───── Excerpt ─────
Ah, but wait – that doesn’t sound much like a goal of concealment, does it? A suicide bombing is obviously a performance, its target is not only the destruction of human lives and property but the sowing of fear, the production of a belief structure. And that’s very true. In fact, the terrorists’ ideological position with regard to the mechanism of obtaining power is largely Foucaultian (at least on its surface – we’ll get back to that), whereas the Americans’ is almost entirely Baudrillardian. When one character or another shifts from a position of power as performance (Foucault) and power as concealment (Baudrillard), or from the latter to the former, that event tends to be a major plot point in the narrative arc of the show – a gamechanger.
The moment that Brody discovers the CIA suspects he is a terrorist is the moment he gains a new level of power over the CIA and Carrie Mathison – it’s the very same moment that convinces Mathison that Brody is innocent. The hidden cameras in Brody’s house end up revealing nothing particularly incriminating; the dissimulation succeeds and the CIA’s observation fails.
Later, two other recordings also play vital power-shifting roles in the plot of the show. Brody (who actually really is working for Nazir) records a video of himself describing all the reasons that he is about to do what he’s about to do: i.e. detonate a suicide bomb in the Vice President’s safety shelter (killing the VP and many other American officials, as well as himself, of course) following a diversionary sniper attack at a public event in Washington. Note that the performance of the sniper attack (meant to look like a failed assassination attempt on the Vice President’s life) is in fact itself only a further act of concealment – Brody is meant to be rushed to the Vice President’s shelter with the other officials, where he can detonate the bomb. The recording that Brody makes – his “confession” – is purely Foucaultian: it’s designed to be the performative act of disrupting the American narrative to promote Al Qaida’s, even moreso than the intended terrorist attack itself. The goal is to make American’s wonder why anyone would do such a thing, and provide the answer, which is, from Brody’s (and Al Qaida’s) perspective: because you deserved it.
The plan fails, however, when a phone call from his daughter (prompted by Carrie Mathison’s going to Brody’s house to try to reveal what she now knows – that Brody is working for Al Qaida) convinces him not to go through with the attack. Later, after telling Nazir that the vest malfunctioned, Brody returns to the spot where he had hidden the flash drive with his confession video (which was to be taken by another terrorist operative and sent to the media following the attack), only to find it missing. Now that Brody is known for a fact by Mathison and her team (but not to his family or the public) to be a terrorist, the existence of the confession is Al Qaida’s greatest weapon against him – after he is compelled to work for the CIA instead, now a triple agent. Brody’s voluntary self-exposure has the capacity now to utterly undo him – as it will actually go on to do.
───── Information shown ─────
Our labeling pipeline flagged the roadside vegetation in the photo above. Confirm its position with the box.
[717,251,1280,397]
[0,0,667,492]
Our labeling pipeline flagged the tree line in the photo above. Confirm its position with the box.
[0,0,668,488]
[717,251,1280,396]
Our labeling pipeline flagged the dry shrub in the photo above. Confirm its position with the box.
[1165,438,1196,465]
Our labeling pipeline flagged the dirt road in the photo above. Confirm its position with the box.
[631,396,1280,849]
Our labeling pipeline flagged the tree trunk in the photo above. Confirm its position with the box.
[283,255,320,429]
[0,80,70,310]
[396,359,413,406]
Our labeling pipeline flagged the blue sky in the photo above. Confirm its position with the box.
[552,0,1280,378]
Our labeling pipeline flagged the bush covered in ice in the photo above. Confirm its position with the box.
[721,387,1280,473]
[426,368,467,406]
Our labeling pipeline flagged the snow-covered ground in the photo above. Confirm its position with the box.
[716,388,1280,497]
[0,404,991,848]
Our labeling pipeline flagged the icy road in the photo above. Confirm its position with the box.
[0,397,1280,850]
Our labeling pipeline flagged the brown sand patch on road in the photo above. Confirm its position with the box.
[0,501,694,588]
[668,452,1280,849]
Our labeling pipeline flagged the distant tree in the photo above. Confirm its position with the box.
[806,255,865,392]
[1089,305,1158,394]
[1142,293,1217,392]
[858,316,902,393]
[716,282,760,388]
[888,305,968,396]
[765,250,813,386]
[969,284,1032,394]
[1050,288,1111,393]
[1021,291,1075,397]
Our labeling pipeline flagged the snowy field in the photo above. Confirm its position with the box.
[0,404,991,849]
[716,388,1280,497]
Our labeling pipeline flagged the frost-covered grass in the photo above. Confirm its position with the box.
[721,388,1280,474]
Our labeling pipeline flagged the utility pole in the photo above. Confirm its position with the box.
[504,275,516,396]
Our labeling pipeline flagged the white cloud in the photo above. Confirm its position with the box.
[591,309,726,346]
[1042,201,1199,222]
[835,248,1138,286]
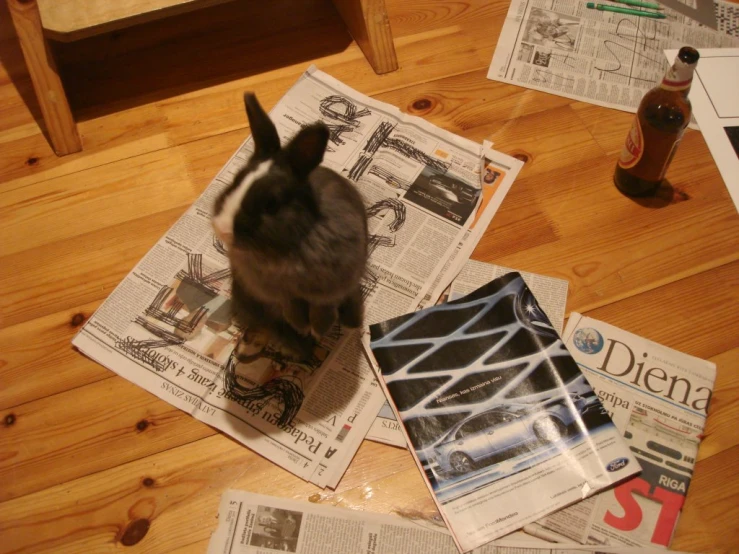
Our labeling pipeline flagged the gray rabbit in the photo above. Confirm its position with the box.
[213,93,367,358]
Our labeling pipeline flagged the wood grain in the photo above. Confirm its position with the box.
[8,0,82,156]
[333,0,398,75]
[38,0,237,41]
[0,0,739,554]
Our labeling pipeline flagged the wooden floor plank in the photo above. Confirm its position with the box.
[698,348,739,460]
[585,261,739,360]
[0,261,739,506]
[475,138,739,311]
[0,0,739,554]
[0,435,414,554]
[0,302,113,410]
[671,446,739,552]
[0,376,215,500]
[0,207,189,326]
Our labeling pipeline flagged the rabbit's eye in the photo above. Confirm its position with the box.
[262,196,280,215]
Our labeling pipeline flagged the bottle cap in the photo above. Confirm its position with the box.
[677,46,700,65]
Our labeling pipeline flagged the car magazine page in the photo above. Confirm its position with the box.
[370,272,639,552]
[537,312,716,547]
[366,260,569,448]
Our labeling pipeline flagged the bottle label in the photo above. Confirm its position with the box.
[618,116,644,169]
[659,133,683,181]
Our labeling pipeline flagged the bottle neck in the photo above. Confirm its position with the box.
[659,58,697,95]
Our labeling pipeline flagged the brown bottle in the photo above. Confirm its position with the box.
[613,46,699,196]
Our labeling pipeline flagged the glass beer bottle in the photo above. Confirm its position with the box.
[613,46,699,196]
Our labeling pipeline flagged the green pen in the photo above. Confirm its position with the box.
[605,0,664,10]
[585,2,667,19]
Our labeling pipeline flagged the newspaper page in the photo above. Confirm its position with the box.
[367,260,569,448]
[208,490,688,554]
[73,67,481,487]
[488,0,739,113]
[366,140,523,448]
[370,273,640,552]
[418,141,523,309]
[538,313,716,547]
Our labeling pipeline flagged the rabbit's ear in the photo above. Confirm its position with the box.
[285,123,329,178]
[244,92,280,158]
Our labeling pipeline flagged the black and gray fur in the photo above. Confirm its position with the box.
[213,94,367,357]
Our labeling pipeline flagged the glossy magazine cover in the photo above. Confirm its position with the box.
[370,273,639,551]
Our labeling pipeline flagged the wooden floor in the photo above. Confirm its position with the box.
[0,0,739,554]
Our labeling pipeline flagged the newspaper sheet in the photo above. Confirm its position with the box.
[418,141,523,310]
[73,63,481,487]
[366,140,523,447]
[367,260,569,448]
[488,0,739,112]
[537,313,716,548]
[208,490,688,554]
[370,272,640,552]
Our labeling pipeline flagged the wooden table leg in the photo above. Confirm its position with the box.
[8,0,82,156]
[333,0,398,74]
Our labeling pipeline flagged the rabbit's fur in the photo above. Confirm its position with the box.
[213,94,367,356]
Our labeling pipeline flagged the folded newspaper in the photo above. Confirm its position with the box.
[366,140,528,447]
[537,313,716,547]
[73,63,516,487]
[370,273,640,552]
[202,490,688,554]
[367,260,569,448]
[488,0,739,112]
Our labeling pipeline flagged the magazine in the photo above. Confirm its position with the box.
[367,260,569,448]
[537,312,716,547]
[370,273,640,552]
[208,490,692,554]
[73,66,494,487]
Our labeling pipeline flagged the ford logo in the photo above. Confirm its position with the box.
[606,458,629,472]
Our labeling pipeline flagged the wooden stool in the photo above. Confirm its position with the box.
[8,0,398,156]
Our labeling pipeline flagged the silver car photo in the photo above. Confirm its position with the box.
[433,399,577,474]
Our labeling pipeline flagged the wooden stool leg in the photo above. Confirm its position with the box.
[8,0,82,156]
[333,0,398,74]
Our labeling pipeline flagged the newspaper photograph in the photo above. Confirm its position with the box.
[418,140,523,309]
[370,273,640,552]
[367,260,569,448]
[488,0,739,113]
[537,313,716,548]
[366,141,528,448]
[208,490,684,554]
[73,67,481,487]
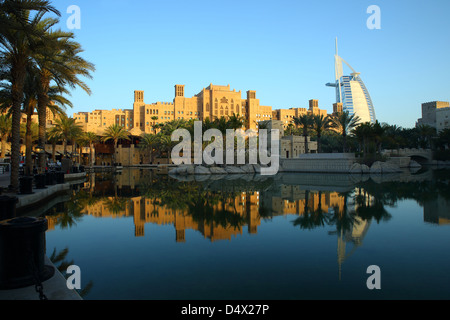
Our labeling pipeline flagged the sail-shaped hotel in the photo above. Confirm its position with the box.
[327,39,376,123]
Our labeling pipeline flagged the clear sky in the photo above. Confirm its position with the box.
[53,0,450,128]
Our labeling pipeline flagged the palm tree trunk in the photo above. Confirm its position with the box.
[38,74,50,171]
[303,131,309,153]
[89,142,92,166]
[342,132,347,153]
[63,139,67,157]
[10,56,26,191]
[113,140,119,166]
[317,134,322,153]
[52,142,56,163]
[2,135,8,158]
[25,106,33,176]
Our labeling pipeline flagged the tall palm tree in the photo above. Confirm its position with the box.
[0,114,12,158]
[35,19,95,167]
[103,124,130,163]
[330,111,361,153]
[55,114,83,156]
[0,0,59,190]
[312,114,330,153]
[292,113,313,153]
[158,134,175,164]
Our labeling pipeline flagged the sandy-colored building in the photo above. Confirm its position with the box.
[273,99,328,128]
[417,101,450,132]
[74,84,327,136]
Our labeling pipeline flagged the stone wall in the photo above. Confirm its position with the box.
[280,153,356,173]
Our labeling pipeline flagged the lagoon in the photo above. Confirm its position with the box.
[44,169,450,300]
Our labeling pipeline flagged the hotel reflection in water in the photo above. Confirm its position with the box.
[43,172,450,240]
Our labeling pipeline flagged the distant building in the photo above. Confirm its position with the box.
[327,40,377,123]
[417,101,450,132]
[73,84,327,136]
[267,120,317,159]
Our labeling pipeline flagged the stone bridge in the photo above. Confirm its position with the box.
[383,149,433,162]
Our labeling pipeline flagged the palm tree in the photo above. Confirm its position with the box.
[0,114,12,158]
[292,114,313,153]
[312,114,330,153]
[139,133,159,163]
[0,0,59,190]
[330,111,361,153]
[103,124,130,163]
[35,19,95,168]
[152,116,159,133]
[158,134,175,164]
[55,114,83,156]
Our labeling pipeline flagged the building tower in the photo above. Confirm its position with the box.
[133,90,145,131]
[327,39,376,123]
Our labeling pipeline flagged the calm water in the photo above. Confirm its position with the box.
[45,170,450,300]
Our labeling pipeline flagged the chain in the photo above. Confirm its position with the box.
[28,242,48,300]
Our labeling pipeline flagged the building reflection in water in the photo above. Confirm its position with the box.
[47,170,450,279]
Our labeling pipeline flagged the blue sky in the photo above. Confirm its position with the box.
[53,0,450,127]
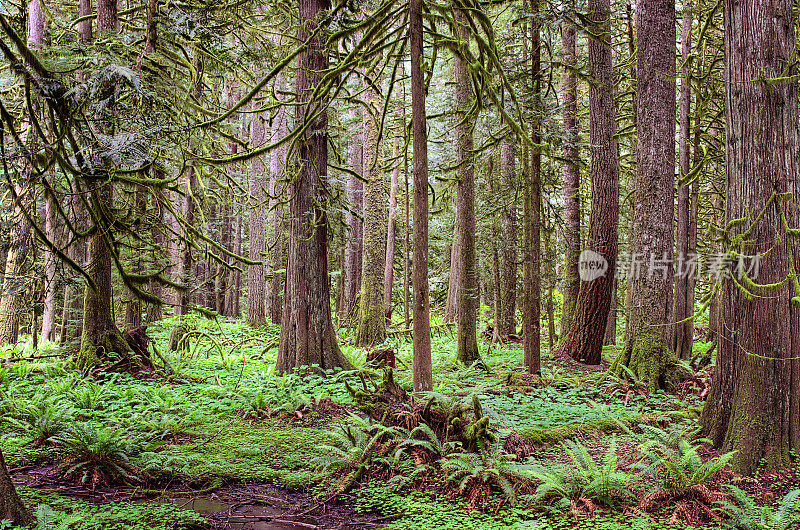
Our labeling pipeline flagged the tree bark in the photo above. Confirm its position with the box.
[454,9,480,366]
[670,0,696,360]
[618,0,680,391]
[563,0,619,364]
[0,451,30,526]
[383,132,402,325]
[78,0,93,44]
[522,0,542,374]
[75,0,130,371]
[339,107,364,321]
[497,140,518,342]
[356,58,386,346]
[247,114,268,326]
[561,0,581,337]
[277,0,352,372]
[409,0,433,392]
[701,0,800,475]
[267,85,289,325]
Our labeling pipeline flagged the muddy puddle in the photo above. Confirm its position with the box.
[144,485,386,530]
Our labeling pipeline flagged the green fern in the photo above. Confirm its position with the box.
[443,446,532,506]
[530,440,639,506]
[640,428,736,491]
[53,423,140,489]
[719,486,800,530]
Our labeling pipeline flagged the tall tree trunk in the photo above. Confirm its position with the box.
[701,0,800,475]
[76,185,128,371]
[0,190,32,345]
[175,165,199,317]
[78,0,93,44]
[247,114,268,326]
[339,107,364,322]
[267,87,289,325]
[442,223,463,322]
[561,0,581,337]
[225,203,244,317]
[497,139,518,342]
[408,0,433,392]
[28,0,59,342]
[402,97,411,326]
[670,0,694,359]
[0,0,43,345]
[75,0,129,371]
[59,197,86,346]
[277,0,352,372]
[383,133,402,324]
[454,9,480,365]
[522,0,542,374]
[603,280,617,346]
[0,451,30,526]
[563,0,619,364]
[356,58,386,346]
[486,156,502,343]
[619,0,679,391]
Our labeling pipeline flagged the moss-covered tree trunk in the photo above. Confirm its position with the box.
[247,110,269,326]
[75,184,130,371]
[670,0,697,359]
[0,217,25,344]
[338,107,364,323]
[383,132,402,325]
[75,0,130,371]
[561,0,581,337]
[408,0,433,392]
[267,77,289,324]
[522,0,542,374]
[497,140,519,342]
[701,0,800,474]
[562,0,619,364]
[356,57,386,346]
[0,451,30,526]
[617,0,678,391]
[453,9,480,365]
[442,223,463,322]
[277,0,352,372]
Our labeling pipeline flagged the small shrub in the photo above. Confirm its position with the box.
[54,423,139,489]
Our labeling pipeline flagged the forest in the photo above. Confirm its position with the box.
[0,0,800,530]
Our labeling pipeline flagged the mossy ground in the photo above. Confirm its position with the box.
[0,319,792,529]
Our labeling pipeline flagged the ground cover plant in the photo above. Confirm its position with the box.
[0,319,800,528]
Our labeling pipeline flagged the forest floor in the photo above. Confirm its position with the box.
[0,318,800,530]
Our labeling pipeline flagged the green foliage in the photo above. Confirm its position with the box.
[443,447,531,506]
[19,488,208,530]
[640,425,736,491]
[7,399,72,446]
[397,423,461,457]
[311,414,400,493]
[54,423,140,488]
[529,441,639,508]
[720,486,800,530]
[34,504,81,530]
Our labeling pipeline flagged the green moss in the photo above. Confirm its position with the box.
[519,407,702,445]
[158,419,330,490]
[19,487,208,530]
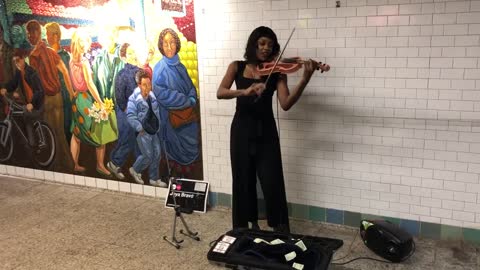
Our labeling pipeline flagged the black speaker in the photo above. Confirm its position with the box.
[360,220,415,262]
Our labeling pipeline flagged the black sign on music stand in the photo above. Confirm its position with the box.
[165,179,209,213]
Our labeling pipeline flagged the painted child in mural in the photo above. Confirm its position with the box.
[0,24,14,120]
[127,69,167,187]
[92,27,125,101]
[26,20,74,172]
[45,22,72,143]
[107,43,143,181]
[153,28,199,172]
[0,55,44,149]
[70,30,117,176]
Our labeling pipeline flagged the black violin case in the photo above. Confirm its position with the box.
[207,229,343,270]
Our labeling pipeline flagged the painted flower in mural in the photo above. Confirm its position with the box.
[88,98,113,123]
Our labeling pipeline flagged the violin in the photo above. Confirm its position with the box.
[255,57,330,76]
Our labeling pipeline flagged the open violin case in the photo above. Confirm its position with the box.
[207,229,343,270]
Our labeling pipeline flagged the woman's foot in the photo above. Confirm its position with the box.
[273,224,290,233]
[73,164,86,173]
[97,166,112,177]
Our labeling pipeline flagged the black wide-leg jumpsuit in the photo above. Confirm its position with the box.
[230,61,289,229]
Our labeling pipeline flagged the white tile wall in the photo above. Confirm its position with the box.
[197,0,480,230]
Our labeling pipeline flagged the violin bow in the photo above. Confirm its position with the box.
[254,27,295,102]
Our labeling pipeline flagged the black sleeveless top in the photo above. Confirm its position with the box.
[231,61,279,139]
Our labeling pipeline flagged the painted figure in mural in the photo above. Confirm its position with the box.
[10,25,31,50]
[92,27,125,100]
[127,69,167,187]
[26,20,73,172]
[217,26,317,232]
[0,24,14,120]
[107,43,140,180]
[70,30,117,176]
[153,28,199,171]
[0,55,45,149]
[45,22,72,142]
[142,42,155,78]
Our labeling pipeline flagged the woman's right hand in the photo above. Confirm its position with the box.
[243,83,265,96]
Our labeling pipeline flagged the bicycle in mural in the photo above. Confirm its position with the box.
[0,97,55,168]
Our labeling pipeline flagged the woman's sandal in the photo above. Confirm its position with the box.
[97,167,112,177]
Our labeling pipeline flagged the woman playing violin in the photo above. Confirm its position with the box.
[217,26,318,232]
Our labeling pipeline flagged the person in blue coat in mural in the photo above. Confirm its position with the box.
[107,43,140,180]
[153,28,199,170]
[127,69,167,187]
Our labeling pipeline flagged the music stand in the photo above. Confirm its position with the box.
[162,140,200,249]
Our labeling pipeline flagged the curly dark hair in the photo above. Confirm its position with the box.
[157,28,181,56]
[243,26,280,64]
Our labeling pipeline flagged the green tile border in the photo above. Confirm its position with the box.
[209,192,480,245]
[440,225,463,240]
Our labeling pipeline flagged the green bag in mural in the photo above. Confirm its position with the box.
[91,111,118,145]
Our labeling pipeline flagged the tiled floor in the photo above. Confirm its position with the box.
[0,177,480,270]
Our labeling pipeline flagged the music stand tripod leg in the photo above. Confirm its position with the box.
[162,140,200,249]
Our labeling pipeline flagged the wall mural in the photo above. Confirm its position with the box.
[0,0,203,186]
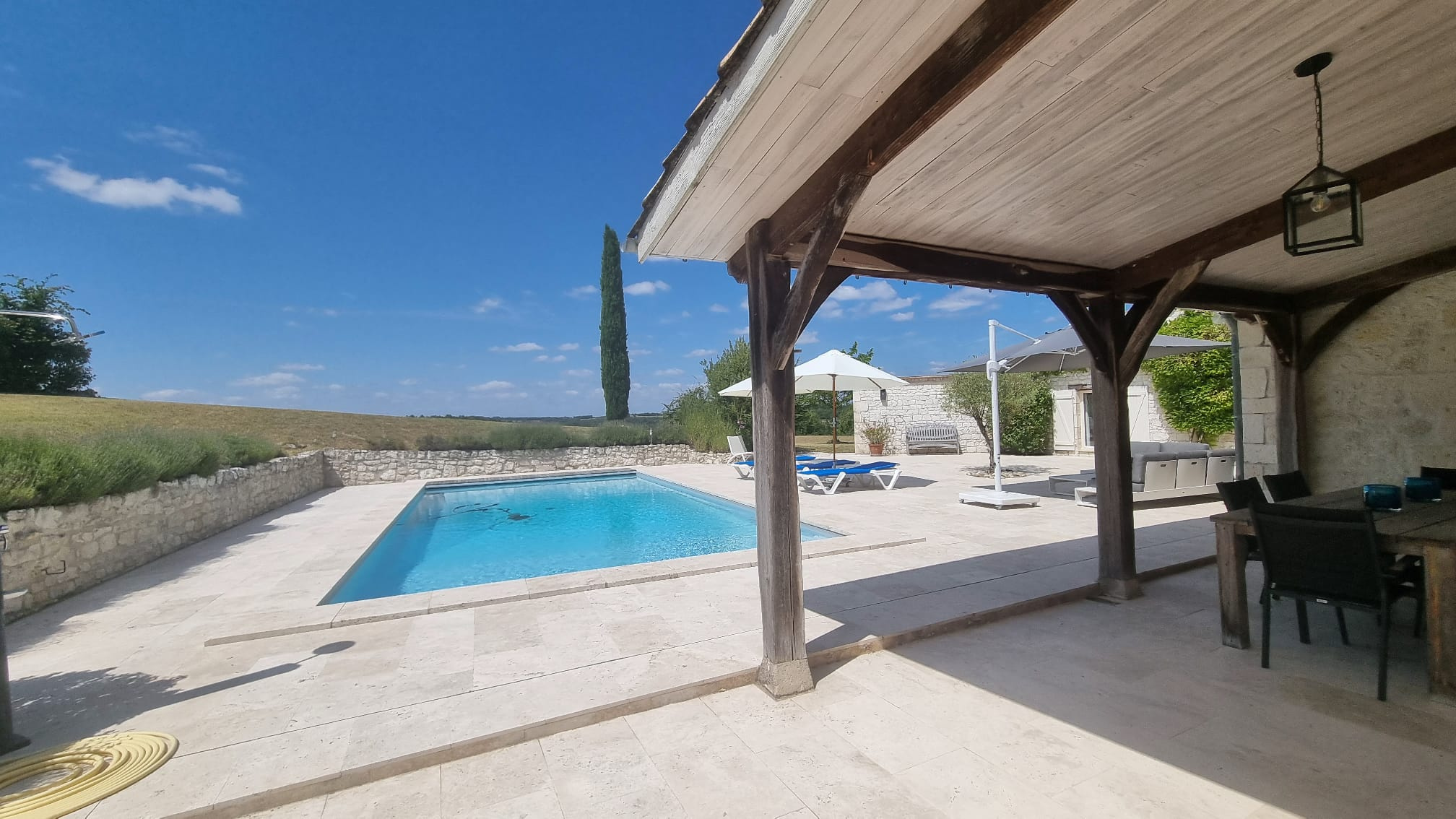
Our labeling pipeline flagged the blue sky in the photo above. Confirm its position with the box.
[0,0,1062,415]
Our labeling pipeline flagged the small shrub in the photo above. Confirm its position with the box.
[0,430,282,511]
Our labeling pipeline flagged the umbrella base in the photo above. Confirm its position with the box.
[960,490,1041,508]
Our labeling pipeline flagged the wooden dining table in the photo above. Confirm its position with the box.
[1210,487,1456,700]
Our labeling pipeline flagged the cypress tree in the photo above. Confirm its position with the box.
[602,225,632,421]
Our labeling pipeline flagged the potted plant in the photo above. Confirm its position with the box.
[859,424,894,455]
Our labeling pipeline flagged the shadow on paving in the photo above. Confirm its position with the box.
[815,559,1438,816]
[2,640,354,753]
[804,519,1213,653]
[6,488,338,653]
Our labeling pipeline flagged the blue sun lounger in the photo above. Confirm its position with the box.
[800,461,900,495]
[728,454,827,478]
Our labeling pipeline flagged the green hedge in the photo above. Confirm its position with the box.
[370,421,689,452]
[0,430,282,511]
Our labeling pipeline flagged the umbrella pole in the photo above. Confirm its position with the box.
[986,319,1002,493]
[828,373,838,461]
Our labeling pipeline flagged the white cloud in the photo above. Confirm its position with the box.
[25,159,243,216]
[126,126,202,156]
[622,280,671,296]
[930,287,993,313]
[142,389,196,401]
[820,278,919,318]
[232,370,303,386]
[188,162,243,185]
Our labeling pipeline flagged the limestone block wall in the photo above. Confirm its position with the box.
[854,376,990,455]
[1299,272,1456,491]
[325,443,728,487]
[0,452,325,613]
[1239,321,1278,478]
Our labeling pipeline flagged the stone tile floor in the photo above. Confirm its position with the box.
[244,567,1456,819]
[9,456,1240,819]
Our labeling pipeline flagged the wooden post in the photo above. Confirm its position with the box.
[1091,354,1143,600]
[1260,313,1304,472]
[745,220,814,697]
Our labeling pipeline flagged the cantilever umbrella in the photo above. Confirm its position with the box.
[718,350,910,456]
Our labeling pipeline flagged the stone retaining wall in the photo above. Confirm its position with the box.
[325,443,728,487]
[0,452,325,613]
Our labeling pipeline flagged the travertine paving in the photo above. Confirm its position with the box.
[241,568,1456,819]
[9,456,1216,819]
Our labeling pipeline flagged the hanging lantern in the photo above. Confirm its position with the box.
[1284,51,1364,256]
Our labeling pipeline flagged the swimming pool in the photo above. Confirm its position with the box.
[324,472,838,603]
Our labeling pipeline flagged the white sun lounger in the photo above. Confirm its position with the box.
[800,461,900,495]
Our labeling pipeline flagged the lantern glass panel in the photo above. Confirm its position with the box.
[1284,165,1364,256]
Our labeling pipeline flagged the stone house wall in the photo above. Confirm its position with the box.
[325,443,728,487]
[1239,272,1456,491]
[0,452,324,613]
[854,376,990,455]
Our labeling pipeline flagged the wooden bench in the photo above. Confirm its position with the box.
[906,424,961,455]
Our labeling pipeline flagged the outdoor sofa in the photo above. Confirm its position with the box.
─────
**Written task:**
Rewrite the stretch of the excerpt about the show from "Ah, but wait" through "show – a gamechanger.", swapping "performance" for "spectacle" wherever it appears.

**Output of the task:**
Ah, but wait – that doesn’t sound much like a goal of concealment, does it? A suicide bombing is obviously a spectacle, its target is not only the destruction of human lives and property but the sowing of fear, the production of a belief structure. And that’s very true. In fact, the terrorists’ ideological position with regard to the mechanism of obtaining power is largely Foucaultian (at least on its surface – we’ll get back to that), whereas the Americans’ is almost entirely Baudrillardian. When one character or another shifts from a position of power as spectacle (Foucault) and power as concealment (Baudrillard), or from the latter to the former, that event tends to be a major plot point in the narrative arc of the show – a gamechanger.